--- Data Enclosed Below ---
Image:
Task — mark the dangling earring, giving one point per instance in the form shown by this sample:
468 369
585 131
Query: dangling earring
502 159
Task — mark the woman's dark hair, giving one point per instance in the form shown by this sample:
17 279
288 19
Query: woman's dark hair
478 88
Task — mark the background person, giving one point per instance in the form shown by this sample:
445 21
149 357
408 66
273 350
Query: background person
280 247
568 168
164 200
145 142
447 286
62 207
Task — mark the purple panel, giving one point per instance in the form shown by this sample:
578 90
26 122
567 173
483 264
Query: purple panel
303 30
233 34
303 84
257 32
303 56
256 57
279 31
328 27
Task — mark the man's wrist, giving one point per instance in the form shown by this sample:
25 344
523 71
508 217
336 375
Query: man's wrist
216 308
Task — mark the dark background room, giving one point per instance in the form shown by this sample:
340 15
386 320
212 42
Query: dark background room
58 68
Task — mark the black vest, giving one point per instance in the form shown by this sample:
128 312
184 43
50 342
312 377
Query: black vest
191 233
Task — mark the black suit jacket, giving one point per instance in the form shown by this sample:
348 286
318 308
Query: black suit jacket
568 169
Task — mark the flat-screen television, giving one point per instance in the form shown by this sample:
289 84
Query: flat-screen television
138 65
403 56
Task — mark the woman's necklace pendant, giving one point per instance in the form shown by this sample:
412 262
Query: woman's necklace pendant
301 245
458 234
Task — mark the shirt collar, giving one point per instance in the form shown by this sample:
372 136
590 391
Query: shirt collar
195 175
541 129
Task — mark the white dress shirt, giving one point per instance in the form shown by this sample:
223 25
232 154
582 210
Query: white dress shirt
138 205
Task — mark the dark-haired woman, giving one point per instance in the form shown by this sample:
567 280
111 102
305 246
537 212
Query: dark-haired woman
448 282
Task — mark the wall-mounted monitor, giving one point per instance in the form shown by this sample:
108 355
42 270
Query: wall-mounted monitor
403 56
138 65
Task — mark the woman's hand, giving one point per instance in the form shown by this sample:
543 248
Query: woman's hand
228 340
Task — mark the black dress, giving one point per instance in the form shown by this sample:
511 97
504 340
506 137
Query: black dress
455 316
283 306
--- End of Enclosed Data ---
**Work request**.
Return each line above exactly.

**Problem solution**.
Image:
Task — mark the dangling earring, giving one point per instance in the form shown by this sample:
468 369
585 131
Query: dangling earring
502 159
Task — mark the woman's dark hair, giving one point per instance in the form shown by this sample:
17 279
288 19
Query: woman's dark hair
478 88
Task — mark the background person, giving one point per instance in the form shown by this sample:
445 21
149 357
408 66
273 350
Query: background person
280 247
568 168
164 200
145 142
447 286
62 207
Task — mark the purple panel, giving one point per instance in the form shown by this sample:
578 90
26 122
567 173
483 264
Query: purple panel
303 30
233 34
303 84
257 32
303 56
256 57
279 31
328 27
Task — mark the man's wrist, giving one point per instance in the form shown by this sample:
25 344
523 71
508 217
336 375
Query: man's wrist
216 308
Task — mark the dark background room, giving one point per instance in the form shown by this sample:
340 15
386 320
212 42
Query: dark background room
58 68
Task — mark the black vest, giving one point per instance in the form shown by this sample:
128 312
184 43
50 342
312 377
Query: black vest
191 233
Task — mark the black suit jacket, giving one point per instance in the form shown by this sample:
348 286
318 308
Query: black suit jacket
568 169
Task — mark the flat-screen television, giving one point per instance in the form shown by this sample:
289 84
Query: flat-screen television
138 65
403 56
Task — mark the woman's necklace pendant, giving one point per instance in the form shown by this sample:
412 262
Query: woman's necklace pendant
301 245
458 234
Task — mark the shirt collar, giving one point per instance in the form shown by this sample:
372 136
590 391
Query: shirt collar
195 175
541 129
Task — mark the white dress shirt, giving one point per instance in the form shown by this sample:
223 25
232 154
582 210
Query: white dress shirt
138 205
Task — mark the dark-haired woman, giving one point per instance in the form shown by this sample:
567 280
111 102
305 246
537 212
Query: dark-haired woman
448 282
Task — mark the wall-mounted monitor, giving one point per instance in the form shown by this sample:
108 355
42 270
Query: wall-mounted monitor
403 56
138 65
Task — mark the woman's hand, giving one point per instance in the form shown by this sample:
543 248
Query: woman's hand
228 340
Task — mark the black dress, giving one point per instance in the form shown by this sample:
511 97
504 340
506 137
Query: black dress
455 316
283 306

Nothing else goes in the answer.